#### Document text:
I’m a huge fan of sixties and seventies soul. I also love many of these songs for their lyrics. Some of them offer philosophical insights in a style that few philosophers are able to even come close. Here’s a great example from Stevie Wonder.
Here’s part of the lyrics for a song called ‘To Know You Is to Love You’ Wonder wrote for his wife Syreeta Wright:
"To know you is to love you
But to know me is not that way you see
‘Cause you made me so happy
That my love for you grows endlessly
When I’m sad and feelin’ down
You always comfort me
Baby to know you is to love you
Is to see you bein’ free as the wind
‘Cause the power of your lovin’
Is too strong to hold within
I know you and I think I love you
I know you and I think I love you
I know you and I can feel our love
just growing, growing, baby"
The song is on Syreeta Wright’s 1972 album called ‘Syreeta’ on Motown’s subsidiary label Mowest. She sings it with Stevie Wonder as duet. It’s all very wonderful and emotional. Their love is just tangible in their vocals and in the Wonder’s wonderful orchestral, lush production. I wish I could play it here.
The philosophical point of course is the open acceptance of internalism. To be in the state of knowing you is to be in the state of loving you which supposedly is to be in an emotive and motivational state. Has any philosophers put this better?
As always there is a tragic point to these songs. The view goes beyond the normal judgment-internalism and towards accepting Mackie’s ‘queer’ properties that have ‘to-be-doneness’ inbuilt. You have the loveable properties because of which knowing you is loving you. I on the other hand lack them and therefore knowing me is not loving me – ‘it’s not that way’. You see?
You have the loveable properties because of which knowing you is loving you.
Unless of course love is de re, as it probably is. In that case to love a person is not equivalent to loving something that satisfies the function ‘x is P0 & P1 & P2’, where P0, P1 and P2 are the loveable properties. In the latter case, loved one’s are replaceable by any other being that satisfies the same function or has the right properties. Not so in the former case. But discovering that your loved one has been replaced by Lewisian duplicate–indiscernable in qualitative properties–might affect your feelings toward that being (it certainly would mine).
Well, it could be that the properties the knowing of which is to love the person who has them are properties that can be known only by acquintance and not by description. In that case, I wouldn’t be acquinted by the properties of the Lewisian dublicate as I am with the object of my love. The properties could also include ones that have indexicality to them – shared experiences and history and the like which the dublicate could not have.

#### Dataset section:
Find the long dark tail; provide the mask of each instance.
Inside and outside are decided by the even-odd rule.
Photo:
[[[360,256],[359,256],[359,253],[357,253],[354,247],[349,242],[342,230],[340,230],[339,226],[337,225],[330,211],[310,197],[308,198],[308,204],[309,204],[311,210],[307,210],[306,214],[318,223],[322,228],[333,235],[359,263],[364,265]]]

#### Stated exercise A:
Answer these questions from the post on Stevie Wonder's lyrics and philosophy:
(i) On what album, from what year, does the song appear?
(ii) Whose 'queer' properties does the post say the song's view moves toward accepting?
(iii) What kind of duplicate is imagined replacing a loved one, and in what is it indiscernible?
#### Stated exercise B:
Extend the post on Stevie Wonder's lyrics and philosophy, starting after its final sentence.

#### Task result A:
(i) Syreeta Wright's 1972 album 'Syreeta'
(ii) Mackie's
(iii) A Lewisian duplicate, indiscernible in qualitative properties

#### Task result B:
Anal responses: First, “To know you is to love you” is hardly an original phrase with Wonder. Heck, Phil Spector wrote the hit “To Know Him Is To Love Him” in 1958, so it’s not even original as a song title. Second, it’s a huge stretch to think Wonder (or Spector) have any deep philosophical ideas in mind here. Just as we say “seeing is believing” while not thinking that the is of identity is being used, one can say “to know him is to love him” to emphasize just how great a guy someone is. It is just a more literary way of saying “he’s such a great guy that everyone who knows him loves him.” That’s really not all that deep at all.
The properties could also include . . . shared experiences and history and the like which the dublicate could not have.
Aren’t these relations? Anyway, why quibble. It’s difficult see how S’s loveable “properties” might include the “property” of S’s sharing experience E with me or S’s sharing history H with me. That’s what’s supposed to be loveable about S? I’m guessing that’s probably mistaken. As Smith ages most of his memories about his relations to loved ones might be wrong or missing. He does not recall the history at all, but he has not forgotten them, and certainly he might continue to love them. Note that I’m not talking about what might have caused Smith to love X, those might be properties of X or Smith’s relations to X. I am talking about what it is that Smith loves: and that I claim is X and not the being x such that x has properties F1x & F2x or stands in relations xR1Smith, etc.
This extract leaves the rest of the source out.